- **Required task**
Rewrite the stretch from the start of the listing through the line containing "xmin=880 ymin=465 xmax=890 ymax=552", both ends included, changing "verify" to "check" and leaving everything else unchanged.

....................

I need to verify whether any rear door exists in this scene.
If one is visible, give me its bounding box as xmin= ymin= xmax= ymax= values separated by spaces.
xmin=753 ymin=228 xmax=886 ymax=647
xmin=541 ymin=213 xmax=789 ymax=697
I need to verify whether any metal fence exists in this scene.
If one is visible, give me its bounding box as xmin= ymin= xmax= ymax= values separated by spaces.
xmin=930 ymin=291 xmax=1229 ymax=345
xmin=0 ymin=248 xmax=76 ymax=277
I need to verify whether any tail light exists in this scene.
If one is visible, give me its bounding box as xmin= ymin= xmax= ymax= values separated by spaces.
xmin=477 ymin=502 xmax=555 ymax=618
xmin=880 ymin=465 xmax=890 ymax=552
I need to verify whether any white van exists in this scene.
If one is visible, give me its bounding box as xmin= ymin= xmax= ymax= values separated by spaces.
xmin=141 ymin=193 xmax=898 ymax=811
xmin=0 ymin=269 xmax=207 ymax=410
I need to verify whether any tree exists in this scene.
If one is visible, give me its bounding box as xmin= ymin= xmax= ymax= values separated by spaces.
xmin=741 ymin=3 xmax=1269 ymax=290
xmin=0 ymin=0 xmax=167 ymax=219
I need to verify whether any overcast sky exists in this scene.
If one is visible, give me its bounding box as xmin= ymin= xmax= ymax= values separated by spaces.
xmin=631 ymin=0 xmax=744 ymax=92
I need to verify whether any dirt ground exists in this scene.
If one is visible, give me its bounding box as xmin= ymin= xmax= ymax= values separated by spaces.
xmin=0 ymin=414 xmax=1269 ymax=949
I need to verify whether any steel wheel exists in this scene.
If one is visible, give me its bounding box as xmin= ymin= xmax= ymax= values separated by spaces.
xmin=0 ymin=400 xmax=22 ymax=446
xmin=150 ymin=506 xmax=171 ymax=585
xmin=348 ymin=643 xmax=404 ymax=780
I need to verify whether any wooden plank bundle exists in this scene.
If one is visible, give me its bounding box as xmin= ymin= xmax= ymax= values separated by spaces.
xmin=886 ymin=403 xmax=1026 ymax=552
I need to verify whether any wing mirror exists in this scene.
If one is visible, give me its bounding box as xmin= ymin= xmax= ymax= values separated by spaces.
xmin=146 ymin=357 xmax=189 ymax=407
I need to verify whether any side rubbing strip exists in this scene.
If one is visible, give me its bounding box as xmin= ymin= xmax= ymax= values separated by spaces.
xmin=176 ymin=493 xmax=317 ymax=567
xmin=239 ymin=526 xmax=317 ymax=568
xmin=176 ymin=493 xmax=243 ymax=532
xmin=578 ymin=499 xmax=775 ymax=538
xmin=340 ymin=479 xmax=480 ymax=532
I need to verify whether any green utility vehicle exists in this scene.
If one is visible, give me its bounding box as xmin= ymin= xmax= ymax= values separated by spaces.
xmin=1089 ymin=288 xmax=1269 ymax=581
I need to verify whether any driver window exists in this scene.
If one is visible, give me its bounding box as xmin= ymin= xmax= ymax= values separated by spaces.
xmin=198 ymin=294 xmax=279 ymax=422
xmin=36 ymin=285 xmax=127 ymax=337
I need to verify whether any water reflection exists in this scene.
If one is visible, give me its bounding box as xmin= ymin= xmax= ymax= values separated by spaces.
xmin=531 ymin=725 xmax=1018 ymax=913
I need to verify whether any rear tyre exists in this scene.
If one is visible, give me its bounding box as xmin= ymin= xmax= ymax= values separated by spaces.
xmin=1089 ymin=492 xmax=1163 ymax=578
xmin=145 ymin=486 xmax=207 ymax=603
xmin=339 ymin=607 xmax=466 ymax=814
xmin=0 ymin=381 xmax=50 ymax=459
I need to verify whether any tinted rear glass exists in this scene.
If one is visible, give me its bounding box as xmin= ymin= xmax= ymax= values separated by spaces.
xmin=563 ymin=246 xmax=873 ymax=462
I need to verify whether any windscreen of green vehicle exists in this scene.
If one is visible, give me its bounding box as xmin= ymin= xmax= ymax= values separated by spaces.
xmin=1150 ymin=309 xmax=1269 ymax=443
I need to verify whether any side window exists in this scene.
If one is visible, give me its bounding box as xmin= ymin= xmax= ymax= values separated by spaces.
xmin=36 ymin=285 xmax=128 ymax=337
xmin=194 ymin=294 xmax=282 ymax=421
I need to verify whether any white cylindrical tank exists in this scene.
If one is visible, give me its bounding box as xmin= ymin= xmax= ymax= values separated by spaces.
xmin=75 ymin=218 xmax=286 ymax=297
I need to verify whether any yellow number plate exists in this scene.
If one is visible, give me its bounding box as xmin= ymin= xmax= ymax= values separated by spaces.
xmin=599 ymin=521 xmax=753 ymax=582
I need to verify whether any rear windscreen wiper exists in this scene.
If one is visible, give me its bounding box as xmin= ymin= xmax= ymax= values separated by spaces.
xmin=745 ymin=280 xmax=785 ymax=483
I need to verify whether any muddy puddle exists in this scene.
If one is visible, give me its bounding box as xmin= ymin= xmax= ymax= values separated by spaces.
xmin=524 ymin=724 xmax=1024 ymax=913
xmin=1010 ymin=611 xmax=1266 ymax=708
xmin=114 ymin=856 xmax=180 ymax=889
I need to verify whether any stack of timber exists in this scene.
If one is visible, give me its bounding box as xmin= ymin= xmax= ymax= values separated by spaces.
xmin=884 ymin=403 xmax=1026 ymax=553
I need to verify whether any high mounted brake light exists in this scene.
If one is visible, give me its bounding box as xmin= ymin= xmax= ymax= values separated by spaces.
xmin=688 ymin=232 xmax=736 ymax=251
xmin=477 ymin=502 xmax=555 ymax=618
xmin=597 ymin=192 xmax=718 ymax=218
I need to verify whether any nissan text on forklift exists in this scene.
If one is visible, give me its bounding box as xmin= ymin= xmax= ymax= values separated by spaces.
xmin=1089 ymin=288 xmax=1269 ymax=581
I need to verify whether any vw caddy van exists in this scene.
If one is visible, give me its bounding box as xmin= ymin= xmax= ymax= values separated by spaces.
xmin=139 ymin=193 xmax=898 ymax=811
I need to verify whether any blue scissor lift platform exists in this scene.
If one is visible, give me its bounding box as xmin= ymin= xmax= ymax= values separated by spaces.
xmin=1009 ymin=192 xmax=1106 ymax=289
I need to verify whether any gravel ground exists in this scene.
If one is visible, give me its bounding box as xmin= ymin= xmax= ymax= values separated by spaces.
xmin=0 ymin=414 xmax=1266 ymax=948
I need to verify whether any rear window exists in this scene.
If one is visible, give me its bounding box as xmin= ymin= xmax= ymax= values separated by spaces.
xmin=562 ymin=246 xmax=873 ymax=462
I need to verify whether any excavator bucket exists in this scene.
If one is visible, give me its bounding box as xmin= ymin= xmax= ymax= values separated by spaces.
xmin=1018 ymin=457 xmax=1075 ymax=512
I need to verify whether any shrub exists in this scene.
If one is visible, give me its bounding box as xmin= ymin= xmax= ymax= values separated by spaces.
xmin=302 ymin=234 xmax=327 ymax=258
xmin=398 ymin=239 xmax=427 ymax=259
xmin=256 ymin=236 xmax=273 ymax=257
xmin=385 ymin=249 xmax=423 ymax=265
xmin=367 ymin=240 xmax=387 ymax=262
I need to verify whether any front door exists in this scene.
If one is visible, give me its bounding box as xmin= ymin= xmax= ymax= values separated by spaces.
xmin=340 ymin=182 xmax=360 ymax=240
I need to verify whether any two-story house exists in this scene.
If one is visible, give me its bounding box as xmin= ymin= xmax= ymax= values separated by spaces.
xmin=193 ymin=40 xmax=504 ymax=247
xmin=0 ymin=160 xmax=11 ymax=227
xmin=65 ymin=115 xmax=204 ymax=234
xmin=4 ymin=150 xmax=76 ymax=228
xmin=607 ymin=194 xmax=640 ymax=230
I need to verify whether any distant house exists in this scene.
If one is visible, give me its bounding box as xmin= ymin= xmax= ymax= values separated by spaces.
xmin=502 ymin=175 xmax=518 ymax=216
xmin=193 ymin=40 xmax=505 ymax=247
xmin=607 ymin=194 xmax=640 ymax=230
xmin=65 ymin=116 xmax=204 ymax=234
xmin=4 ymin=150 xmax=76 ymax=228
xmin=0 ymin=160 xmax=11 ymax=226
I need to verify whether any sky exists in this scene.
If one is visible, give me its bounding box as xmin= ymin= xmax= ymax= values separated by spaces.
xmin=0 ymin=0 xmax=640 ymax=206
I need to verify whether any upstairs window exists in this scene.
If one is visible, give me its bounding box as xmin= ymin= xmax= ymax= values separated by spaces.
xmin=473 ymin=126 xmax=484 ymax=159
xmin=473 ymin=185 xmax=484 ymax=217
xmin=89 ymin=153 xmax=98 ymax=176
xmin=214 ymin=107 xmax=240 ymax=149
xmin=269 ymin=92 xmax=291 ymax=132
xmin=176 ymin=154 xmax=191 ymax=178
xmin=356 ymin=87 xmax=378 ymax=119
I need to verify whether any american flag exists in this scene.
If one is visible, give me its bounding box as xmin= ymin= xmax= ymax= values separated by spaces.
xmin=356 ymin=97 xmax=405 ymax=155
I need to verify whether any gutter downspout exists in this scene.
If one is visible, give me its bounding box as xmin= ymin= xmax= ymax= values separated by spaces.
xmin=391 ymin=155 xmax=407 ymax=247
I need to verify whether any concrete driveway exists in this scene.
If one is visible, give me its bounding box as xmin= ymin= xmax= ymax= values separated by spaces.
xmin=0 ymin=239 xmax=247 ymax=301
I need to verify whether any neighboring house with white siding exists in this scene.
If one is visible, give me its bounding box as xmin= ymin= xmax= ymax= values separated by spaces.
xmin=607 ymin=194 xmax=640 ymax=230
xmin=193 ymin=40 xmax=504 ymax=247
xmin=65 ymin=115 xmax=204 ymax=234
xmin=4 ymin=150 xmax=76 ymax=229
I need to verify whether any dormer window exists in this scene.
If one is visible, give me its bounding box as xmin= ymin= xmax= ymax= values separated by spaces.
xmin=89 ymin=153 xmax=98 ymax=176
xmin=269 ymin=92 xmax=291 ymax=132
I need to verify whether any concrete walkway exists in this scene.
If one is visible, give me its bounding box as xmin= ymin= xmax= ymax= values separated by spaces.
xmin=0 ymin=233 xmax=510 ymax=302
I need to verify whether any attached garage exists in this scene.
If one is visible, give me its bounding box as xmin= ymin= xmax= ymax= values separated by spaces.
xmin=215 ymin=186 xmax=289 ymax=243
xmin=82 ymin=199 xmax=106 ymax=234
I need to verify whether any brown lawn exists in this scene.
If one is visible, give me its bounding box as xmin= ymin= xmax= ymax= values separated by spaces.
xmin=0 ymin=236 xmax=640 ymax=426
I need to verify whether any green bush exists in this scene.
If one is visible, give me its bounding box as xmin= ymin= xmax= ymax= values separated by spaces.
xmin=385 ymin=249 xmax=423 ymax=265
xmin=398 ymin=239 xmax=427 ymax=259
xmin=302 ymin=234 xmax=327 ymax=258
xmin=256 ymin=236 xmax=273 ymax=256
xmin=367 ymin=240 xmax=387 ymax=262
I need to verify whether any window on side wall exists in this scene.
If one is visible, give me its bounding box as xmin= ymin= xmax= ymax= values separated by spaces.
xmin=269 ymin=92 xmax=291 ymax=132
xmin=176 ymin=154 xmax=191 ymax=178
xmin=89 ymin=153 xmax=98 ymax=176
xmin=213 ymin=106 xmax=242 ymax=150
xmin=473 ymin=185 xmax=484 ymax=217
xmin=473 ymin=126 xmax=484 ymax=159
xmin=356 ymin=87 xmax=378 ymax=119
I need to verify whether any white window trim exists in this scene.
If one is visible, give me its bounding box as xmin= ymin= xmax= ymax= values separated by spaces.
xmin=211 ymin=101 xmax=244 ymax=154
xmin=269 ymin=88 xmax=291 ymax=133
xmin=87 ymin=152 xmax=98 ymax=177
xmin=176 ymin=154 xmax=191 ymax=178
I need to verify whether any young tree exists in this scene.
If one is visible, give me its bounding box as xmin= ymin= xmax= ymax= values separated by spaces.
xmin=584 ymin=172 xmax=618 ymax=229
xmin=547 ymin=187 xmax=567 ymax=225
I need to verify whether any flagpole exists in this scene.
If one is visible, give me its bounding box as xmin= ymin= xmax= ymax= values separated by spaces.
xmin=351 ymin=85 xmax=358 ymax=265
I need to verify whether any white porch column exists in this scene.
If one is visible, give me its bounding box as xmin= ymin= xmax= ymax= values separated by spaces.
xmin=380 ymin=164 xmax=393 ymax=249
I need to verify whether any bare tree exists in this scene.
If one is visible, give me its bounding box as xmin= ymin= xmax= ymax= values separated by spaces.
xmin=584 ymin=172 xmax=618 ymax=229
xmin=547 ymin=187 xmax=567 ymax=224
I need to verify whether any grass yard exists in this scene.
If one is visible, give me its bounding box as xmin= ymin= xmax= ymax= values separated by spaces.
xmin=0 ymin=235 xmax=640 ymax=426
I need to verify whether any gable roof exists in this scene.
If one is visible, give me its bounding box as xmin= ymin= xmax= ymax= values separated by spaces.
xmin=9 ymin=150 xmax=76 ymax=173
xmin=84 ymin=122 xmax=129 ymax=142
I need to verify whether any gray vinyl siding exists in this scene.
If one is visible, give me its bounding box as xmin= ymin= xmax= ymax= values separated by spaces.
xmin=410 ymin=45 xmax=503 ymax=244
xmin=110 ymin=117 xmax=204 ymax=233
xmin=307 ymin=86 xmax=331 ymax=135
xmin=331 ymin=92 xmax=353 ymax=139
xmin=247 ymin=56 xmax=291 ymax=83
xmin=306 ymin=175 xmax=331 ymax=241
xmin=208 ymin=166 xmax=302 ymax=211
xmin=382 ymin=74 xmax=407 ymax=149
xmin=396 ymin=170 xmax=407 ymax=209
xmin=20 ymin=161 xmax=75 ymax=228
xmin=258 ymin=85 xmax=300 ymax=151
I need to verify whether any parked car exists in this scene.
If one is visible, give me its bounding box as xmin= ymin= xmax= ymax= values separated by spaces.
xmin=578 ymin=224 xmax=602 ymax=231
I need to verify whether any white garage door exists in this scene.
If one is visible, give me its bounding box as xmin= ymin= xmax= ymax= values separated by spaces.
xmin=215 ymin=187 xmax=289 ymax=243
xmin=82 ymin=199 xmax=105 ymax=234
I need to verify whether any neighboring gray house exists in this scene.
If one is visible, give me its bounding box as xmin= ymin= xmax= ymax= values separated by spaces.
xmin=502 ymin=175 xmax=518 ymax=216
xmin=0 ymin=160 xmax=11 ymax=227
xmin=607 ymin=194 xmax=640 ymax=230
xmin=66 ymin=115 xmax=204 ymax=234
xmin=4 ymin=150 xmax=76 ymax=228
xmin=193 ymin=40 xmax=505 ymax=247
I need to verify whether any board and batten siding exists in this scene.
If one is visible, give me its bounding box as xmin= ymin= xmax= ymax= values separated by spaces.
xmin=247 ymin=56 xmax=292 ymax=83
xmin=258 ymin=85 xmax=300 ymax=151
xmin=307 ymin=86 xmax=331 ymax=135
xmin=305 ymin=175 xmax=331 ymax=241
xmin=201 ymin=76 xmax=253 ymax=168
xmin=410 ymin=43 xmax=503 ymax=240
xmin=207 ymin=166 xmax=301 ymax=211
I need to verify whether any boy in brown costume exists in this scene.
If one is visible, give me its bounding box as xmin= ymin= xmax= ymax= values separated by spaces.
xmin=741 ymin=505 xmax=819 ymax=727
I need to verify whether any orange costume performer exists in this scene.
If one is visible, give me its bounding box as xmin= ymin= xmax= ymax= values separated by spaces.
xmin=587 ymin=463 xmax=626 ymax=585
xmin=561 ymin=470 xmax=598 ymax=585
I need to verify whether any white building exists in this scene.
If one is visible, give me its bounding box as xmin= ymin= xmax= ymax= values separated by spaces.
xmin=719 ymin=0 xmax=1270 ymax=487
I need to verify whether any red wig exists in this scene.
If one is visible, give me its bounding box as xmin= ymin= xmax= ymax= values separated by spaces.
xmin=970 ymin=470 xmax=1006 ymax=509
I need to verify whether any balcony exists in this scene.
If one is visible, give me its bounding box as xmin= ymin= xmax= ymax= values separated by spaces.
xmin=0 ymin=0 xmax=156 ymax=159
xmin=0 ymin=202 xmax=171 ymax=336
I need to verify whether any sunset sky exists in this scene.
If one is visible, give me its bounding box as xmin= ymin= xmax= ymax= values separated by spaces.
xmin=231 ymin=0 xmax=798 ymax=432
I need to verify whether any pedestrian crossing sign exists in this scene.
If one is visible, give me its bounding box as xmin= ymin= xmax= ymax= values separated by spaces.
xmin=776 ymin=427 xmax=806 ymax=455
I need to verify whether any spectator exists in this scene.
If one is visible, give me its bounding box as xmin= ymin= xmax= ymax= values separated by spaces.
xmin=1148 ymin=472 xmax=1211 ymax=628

....................

- **Finished answer**
I need to check whether any rear door exists in this scene.
If one is visible, give me its bounding box as xmin= ymin= xmax= ymax= values separated by spaces.
xmin=753 ymin=228 xmax=886 ymax=647
xmin=541 ymin=213 xmax=789 ymax=697
I need to check whether any metal fence exists in this scene.
If one is visible, give me its bounding box as xmin= ymin= xmax= ymax= values separated by spaces.
xmin=930 ymin=291 xmax=1229 ymax=345
xmin=0 ymin=248 xmax=76 ymax=277
I need to check whether any tail light exists in this scene.
If one is visible, give me its bounding box as xmin= ymin= xmax= ymax= values separated by spaces.
xmin=477 ymin=502 xmax=555 ymax=618
xmin=880 ymin=465 xmax=890 ymax=552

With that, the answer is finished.